[Stored data]
# # # # # # #

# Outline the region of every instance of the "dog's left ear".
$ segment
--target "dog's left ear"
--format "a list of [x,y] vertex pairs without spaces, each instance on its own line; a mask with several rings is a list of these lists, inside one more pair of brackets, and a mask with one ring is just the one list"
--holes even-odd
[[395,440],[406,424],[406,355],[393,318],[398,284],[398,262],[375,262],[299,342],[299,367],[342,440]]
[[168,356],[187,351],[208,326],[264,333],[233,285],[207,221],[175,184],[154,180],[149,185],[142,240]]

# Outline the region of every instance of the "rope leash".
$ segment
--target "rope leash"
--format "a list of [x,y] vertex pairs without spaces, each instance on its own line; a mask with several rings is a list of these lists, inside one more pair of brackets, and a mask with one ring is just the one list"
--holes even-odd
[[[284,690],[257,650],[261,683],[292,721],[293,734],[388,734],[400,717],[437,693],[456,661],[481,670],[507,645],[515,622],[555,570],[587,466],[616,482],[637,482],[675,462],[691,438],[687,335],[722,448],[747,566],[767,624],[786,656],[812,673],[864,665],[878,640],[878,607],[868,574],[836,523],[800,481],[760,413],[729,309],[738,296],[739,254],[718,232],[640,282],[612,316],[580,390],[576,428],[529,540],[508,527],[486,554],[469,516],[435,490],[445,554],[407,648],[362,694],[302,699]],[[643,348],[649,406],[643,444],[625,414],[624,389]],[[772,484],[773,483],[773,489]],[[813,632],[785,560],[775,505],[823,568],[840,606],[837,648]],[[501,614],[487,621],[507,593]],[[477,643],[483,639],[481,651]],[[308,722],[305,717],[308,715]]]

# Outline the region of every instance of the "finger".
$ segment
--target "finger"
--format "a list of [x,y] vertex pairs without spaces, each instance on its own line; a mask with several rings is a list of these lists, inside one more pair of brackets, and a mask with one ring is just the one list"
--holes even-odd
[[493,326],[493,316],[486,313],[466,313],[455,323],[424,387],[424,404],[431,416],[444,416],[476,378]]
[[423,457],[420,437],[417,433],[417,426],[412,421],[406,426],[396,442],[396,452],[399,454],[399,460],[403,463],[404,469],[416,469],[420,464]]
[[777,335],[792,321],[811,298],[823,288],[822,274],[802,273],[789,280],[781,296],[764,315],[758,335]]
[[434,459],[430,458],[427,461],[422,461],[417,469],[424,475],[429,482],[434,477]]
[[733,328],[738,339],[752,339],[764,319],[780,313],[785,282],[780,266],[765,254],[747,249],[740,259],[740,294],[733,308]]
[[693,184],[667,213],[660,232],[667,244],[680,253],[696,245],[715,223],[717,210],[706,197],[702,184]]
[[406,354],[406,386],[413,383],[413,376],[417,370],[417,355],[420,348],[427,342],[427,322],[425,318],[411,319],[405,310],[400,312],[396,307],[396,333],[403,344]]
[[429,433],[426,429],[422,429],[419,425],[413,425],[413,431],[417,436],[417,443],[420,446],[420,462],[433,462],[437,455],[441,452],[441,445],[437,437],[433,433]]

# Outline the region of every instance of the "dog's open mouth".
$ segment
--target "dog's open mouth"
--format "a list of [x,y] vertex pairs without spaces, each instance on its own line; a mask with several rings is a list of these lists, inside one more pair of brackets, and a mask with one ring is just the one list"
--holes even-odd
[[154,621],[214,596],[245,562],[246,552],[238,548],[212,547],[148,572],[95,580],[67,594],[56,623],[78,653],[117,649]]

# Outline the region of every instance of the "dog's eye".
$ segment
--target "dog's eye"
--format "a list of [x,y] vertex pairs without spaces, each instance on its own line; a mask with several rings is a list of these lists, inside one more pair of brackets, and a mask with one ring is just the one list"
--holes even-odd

# # # # # # #

The response should contain each record above, retyped exactly.

**RESULT:**
# Outline the region of every instance of the "dog's left ear".
$ segment
--target "dog's left ear"
--format "a list of [x,y] vertex pairs without spaces, each instance on its own line; a mask with several rings is a list of these lists, inside one more pair of brackets, and a mask with one ring is just the one list"
--holes even-odd
[[395,440],[406,424],[406,355],[393,318],[398,284],[398,262],[375,262],[299,342],[299,367],[342,440]]
[[168,356],[187,351],[208,326],[264,333],[233,285],[207,221],[175,184],[154,180],[149,185],[142,240]]

# Outline the region of every instance of the "rope leash".
$ segment
--target "rope leash"
--format "a list of [x,y] vertex pairs without spaces, each instance on its own line; a mask with several rings is a list of these lists, inside one more pair of brackets, and a mask with one ring is just the one list"
--holes even-odd
[[[284,690],[257,650],[261,683],[292,721],[293,734],[388,734],[400,717],[437,693],[456,661],[481,670],[507,645],[515,622],[555,570],[587,466],[616,482],[637,482],[675,462],[691,438],[687,335],[722,448],[747,566],[767,624],[786,656],[812,673],[864,665],[878,640],[878,607],[868,574],[836,523],[800,481],[760,413],[729,309],[738,296],[739,254],[718,232],[640,282],[612,316],[580,390],[576,428],[529,540],[508,527],[486,554],[469,516],[435,490],[445,554],[407,648],[362,694],[302,699]],[[643,348],[649,406],[643,444],[625,414],[624,389]],[[772,484],[773,483],[773,489]],[[813,632],[785,560],[775,505],[823,568],[840,606],[837,648]],[[501,614],[487,621],[507,593]],[[477,643],[483,639],[481,651]],[[308,722],[305,717],[308,715]]]

# Outline the region of every instance of the "finger".
$ segment
--target "finger"
--format "a list of [x,y] vertex pairs without spaces, each instance on its own line; a mask with several rings is a list of these lists, inside one more pair of brackets, and a mask with one ring is just the one list"
--holes even-odd
[[493,326],[493,316],[486,313],[466,313],[455,323],[424,387],[424,404],[431,416],[444,416],[476,378]]
[[423,457],[420,437],[417,433],[417,426],[412,421],[406,426],[396,442],[396,452],[399,454],[399,460],[403,463],[404,469],[416,469],[420,464]]
[[777,335],[792,321],[811,298],[823,288],[822,274],[802,273],[789,280],[781,296],[764,315],[758,335]]
[[434,459],[430,458],[427,461],[422,461],[417,469],[424,475],[429,482],[434,477]]
[[733,328],[738,339],[752,339],[764,319],[780,313],[785,282],[780,266],[765,254],[747,249],[740,259],[740,294],[733,308]]
[[693,184],[667,213],[660,232],[667,244],[680,253],[696,245],[715,223],[717,210],[706,197],[702,184]]
[[406,354],[406,386],[413,383],[413,376],[417,370],[417,355],[420,348],[427,342],[427,322],[425,318],[411,319],[405,310],[400,312],[396,307],[396,333],[403,344]]
[[429,433],[426,429],[422,429],[419,425],[413,425],[413,431],[417,436],[417,443],[420,446],[420,462],[433,462],[437,455],[441,452],[441,445],[437,437],[433,433]]

# Outline the region of every instance of the "dog's open mouth".
$ segment
--target "dog's open mouth"
--format "a list of [x,y] vertex pairs without spaces, each instance on its own line; a mask with several rings is a list of these lists, inside one more pair of brackets, and a mask with one ring is just the one list"
--holes even-odd
[[154,621],[214,596],[245,562],[246,552],[238,548],[212,547],[148,572],[95,580],[67,594],[56,623],[78,653],[117,649]]

# Outline the region of every instance of the "dog's eye".
$ segment
--target "dog's eye"
--format "a list of [x,y] vertex pairs without spaces, each instance on its own line; a mask with several rings is a list of these lists, inside one more pair of brackets, and a mask with one ring is just the one list"
--holes even-odd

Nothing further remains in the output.